• Material to process:
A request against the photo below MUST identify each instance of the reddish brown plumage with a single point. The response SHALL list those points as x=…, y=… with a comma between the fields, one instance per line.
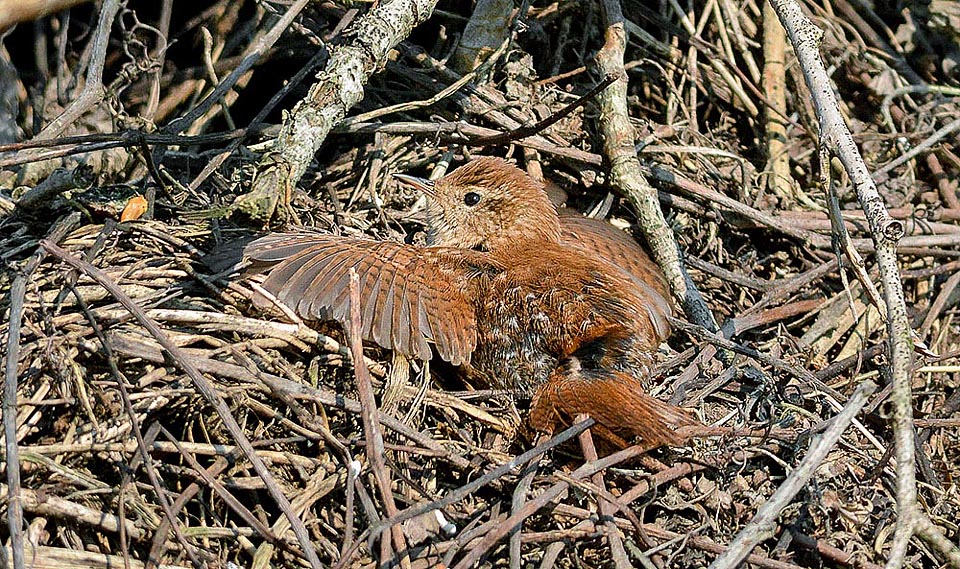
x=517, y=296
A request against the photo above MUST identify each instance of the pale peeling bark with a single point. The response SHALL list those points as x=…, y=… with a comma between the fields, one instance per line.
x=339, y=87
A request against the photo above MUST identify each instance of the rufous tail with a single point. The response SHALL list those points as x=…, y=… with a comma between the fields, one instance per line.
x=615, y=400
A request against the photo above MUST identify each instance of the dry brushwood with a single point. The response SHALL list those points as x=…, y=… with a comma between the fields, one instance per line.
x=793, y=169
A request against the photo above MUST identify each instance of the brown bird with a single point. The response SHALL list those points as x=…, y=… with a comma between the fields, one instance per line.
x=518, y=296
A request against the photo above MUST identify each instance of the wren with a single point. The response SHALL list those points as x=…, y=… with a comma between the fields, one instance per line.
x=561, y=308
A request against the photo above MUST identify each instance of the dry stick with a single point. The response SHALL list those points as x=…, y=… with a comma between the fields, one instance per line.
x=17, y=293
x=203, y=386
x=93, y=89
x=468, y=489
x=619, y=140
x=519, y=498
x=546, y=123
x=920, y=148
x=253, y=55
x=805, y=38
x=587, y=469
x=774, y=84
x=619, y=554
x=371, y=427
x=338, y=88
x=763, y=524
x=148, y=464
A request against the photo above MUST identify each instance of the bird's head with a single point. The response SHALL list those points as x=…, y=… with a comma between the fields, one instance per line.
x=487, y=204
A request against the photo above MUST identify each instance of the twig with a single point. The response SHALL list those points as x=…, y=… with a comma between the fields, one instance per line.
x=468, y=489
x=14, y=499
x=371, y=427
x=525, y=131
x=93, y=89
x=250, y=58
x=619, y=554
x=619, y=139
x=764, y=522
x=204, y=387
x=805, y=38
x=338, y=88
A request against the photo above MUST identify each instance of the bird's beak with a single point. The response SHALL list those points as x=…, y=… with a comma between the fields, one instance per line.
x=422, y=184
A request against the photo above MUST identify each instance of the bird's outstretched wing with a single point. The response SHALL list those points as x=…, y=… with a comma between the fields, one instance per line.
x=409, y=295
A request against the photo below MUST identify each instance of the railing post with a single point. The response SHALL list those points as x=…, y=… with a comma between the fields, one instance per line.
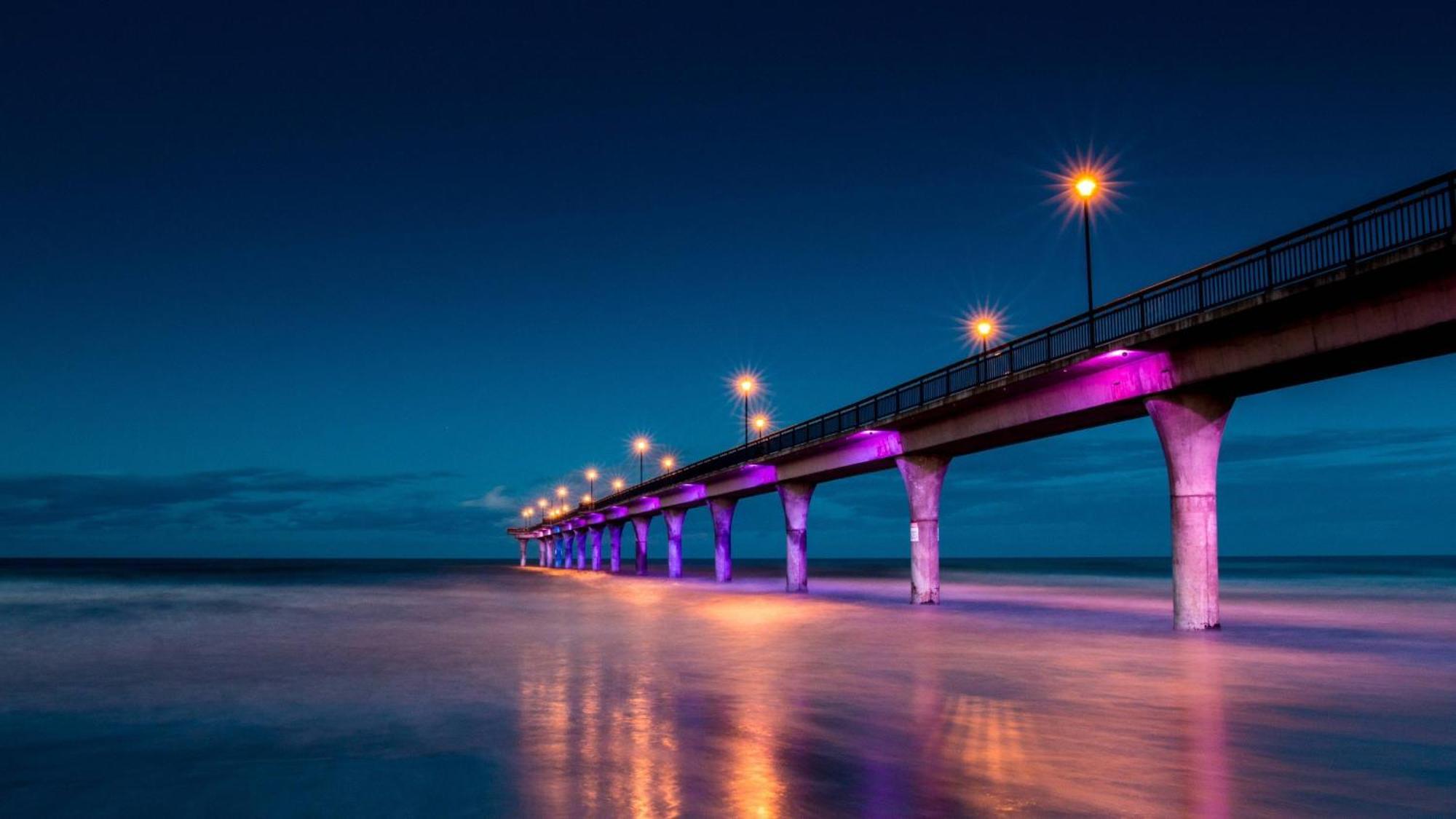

• Stated problem:
Starting with the first line of the entries and going on through the line with "x=615, y=400", write out every line again, with each coordinate in the answers offset by 13. Leave the pictures out.

• Written reply:
A request against the photo below MUST identify each instance of the reddish brown plumage with a single point. The response SHALL list those points as x=…, y=… with a comma between the fields, one instance per line.
x=530, y=309
A request against the photo above MUST identify each instance of the pale peeling bark with a single point. The response SHALL list those points as x=…, y=… with a comma between the fields, one instance per line.
x=352, y=100
A request against the photo above MUST identify each instance of the rufous tail with a single point. The response SHALL list those points as x=…, y=… with a comma between the fields, one instance per line.
x=628, y=413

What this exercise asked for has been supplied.